Rescale the records below by reproducing every line of them unchanged, except for the coordinates in the answer points. Multiply each of those coordinates by 1.1 and round it to the nearest whole number, rounding halves up.

§ §

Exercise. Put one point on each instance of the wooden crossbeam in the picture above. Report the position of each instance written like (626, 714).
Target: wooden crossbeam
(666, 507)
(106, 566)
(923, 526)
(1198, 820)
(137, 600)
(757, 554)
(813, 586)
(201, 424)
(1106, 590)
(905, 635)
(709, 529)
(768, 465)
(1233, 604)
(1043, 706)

§ §

## EXERCISE RESPONSE
Exercise. Put one point on each instance of the wooden crossbeam in the picture above. Report the position of each instance written like (626, 714).
Target: wooden crossbeam
(733, 558)
(117, 623)
(1015, 579)
(1318, 902)
(151, 660)
(833, 609)
(894, 645)
(221, 466)
(1217, 649)
(996, 699)
(780, 582)
(845, 512)
(1356, 664)
(1147, 777)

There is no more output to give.